**HOW TO COMPLETE THIS TASK:** The data below is to be repeated in full, exactly as shown.

= = =

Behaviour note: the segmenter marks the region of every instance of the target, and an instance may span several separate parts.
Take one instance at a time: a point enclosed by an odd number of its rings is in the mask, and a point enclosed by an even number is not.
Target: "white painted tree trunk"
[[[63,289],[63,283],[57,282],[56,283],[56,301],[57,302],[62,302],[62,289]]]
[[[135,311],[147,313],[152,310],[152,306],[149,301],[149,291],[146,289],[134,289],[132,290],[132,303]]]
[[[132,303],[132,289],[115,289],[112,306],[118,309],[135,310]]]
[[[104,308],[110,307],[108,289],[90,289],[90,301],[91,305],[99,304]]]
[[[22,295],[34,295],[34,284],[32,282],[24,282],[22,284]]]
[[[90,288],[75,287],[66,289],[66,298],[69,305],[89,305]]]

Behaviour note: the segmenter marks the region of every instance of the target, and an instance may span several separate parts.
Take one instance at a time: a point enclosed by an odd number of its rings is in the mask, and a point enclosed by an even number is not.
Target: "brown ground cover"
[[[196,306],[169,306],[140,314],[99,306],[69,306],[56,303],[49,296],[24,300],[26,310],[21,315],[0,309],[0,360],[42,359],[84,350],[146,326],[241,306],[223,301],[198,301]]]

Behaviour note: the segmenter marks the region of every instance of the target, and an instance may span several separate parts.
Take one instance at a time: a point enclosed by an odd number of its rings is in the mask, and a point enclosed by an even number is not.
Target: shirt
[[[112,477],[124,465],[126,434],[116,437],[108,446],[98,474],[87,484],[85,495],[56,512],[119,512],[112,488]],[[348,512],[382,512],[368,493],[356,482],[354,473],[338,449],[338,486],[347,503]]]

= = =

**EXPECTED OUTPUT:**
Behaviour note: the segmenter marks the region of every instance of the target, and an instance may span several separate parts.
Take one instance at a time: a point enclosed by an odd number of its rings is in the mask, and a point enclosed by an even number is not.
Target: "white painted tree trunk"
[[[63,289],[63,283],[57,282],[56,283],[56,301],[57,302],[62,302],[62,289]]]
[[[135,311],[147,313],[152,310],[152,306],[149,301],[149,291],[146,289],[134,289],[132,290],[132,303]]]
[[[132,303],[132,289],[115,289],[112,306],[118,309],[135,310]]]
[[[104,308],[110,307],[108,289],[90,289],[90,301],[91,305],[99,304]]]
[[[22,295],[34,295],[34,284],[32,282],[24,282],[22,284]]]
[[[90,288],[75,287],[66,289],[66,298],[69,305],[89,305]]]

Behaviour note: the segmenter marks the region of every instance of the target, and an instance may span several separate parts.
Take one instance at a time: a point enclosed by an odd number of its rings is in the mask, and a point enclosed by an even number is not.
Target: "brown ground cover"
[[[196,306],[169,306],[140,314],[99,306],[69,306],[56,303],[49,296],[24,300],[26,310],[21,315],[0,309],[0,360],[42,359],[84,350],[146,326],[241,306],[223,301],[198,301]]]

Behaviour note: the segmenter marks the region of every instance of the target, and an instance may span several separate parts.
Take one instance at a time: a point enclosed by an odd number of its rings is in the mask, and a point enclosed by an even number is not.
Target: shirt
[[[112,477],[124,465],[126,434],[116,437],[108,446],[98,474],[87,484],[85,495],[56,512],[119,512],[112,488]],[[348,512],[382,512],[368,493],[356,482],[354,473],[338,449],[338,486],[347,503]]]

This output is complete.